Species niche differences promote community temporal stability via the overyielding effect
Temporal stability is an important property of ecological communities. Three mechanisms (overyielding, the portfolio effect, and the covariance effect) can potentially stabilize communities. A variety of factors can affect these mechanisms and hence influence the stability of communities, but no existing work, to our knowledge, has specifically linked community stability to contemporary species coexistence theory that emphasizes the importance of species niche and fitness differences. Using laboratory microcosms containing bactivorous protist communities, we tested the effects of species niche and fitness differences on community temporal stability. Microcosms containing paired combinations of six species of bactivorous protists were observed over a six week period. Protist abundance data were collected, and converted to biovolume data using average individual volumes. Protist species niche differences were quantified by the differences in the bacterial communities that they grazed upon and fitness differences were quantified with mutual invasion experiments that measured the growth rate of one species invading steady-state monocultures of another species. The relationships between the temporal stability of community biovolume and both niche and fitness differences were calculated using regressions. To determine the mechanisms of stabilization, the summed variances, summed covariances, and total biomass were also related to both niche and fitness differences.
The temporal stability of community biovolume significantly differed among species pairs. Species niche differences, but not fitness differences, had a significant positive relationship with community temporal stability. A significant positive relationship existed between species niche differences and community biovolume indicating that overyielding contributed to community stability. However, species fitness differences explained little variation in community biomass, and neither niche or fitness difference was related to summed variances or summed covariances. These results suggest that understanding the mechanisms by which species can coexist can offer additional insight into mechanisms regulating community stability.
# # # #
» **TASK TO COMPLETE**
In the protist stability abstract, rewrite the stretch from "The temporal stability of community biovolume significantly" through "regulating community stability.", substituting "community persistence" for every "community stability".

» **DATA SECTION**
# # # #
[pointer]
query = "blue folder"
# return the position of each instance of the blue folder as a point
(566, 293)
# # # #
» **YOUR RESPONSE**
The temporal stability of community biovolume significantly differed among species pairs. Species niche differences, but not fitness differences, had a significant positive relationship with community temporal stability. A significant positive relationship existed between species niche differences and community biovolume indicating that overyielding contributed to community persistence. However, species fitness differences explained little variation in community biomass, and neither niche or fitness difference was related to summed variances or summed covariances. These results suggest that understanding the mechanisms by which species can coexist can offer additional insight into mechanisms regulating community persistence.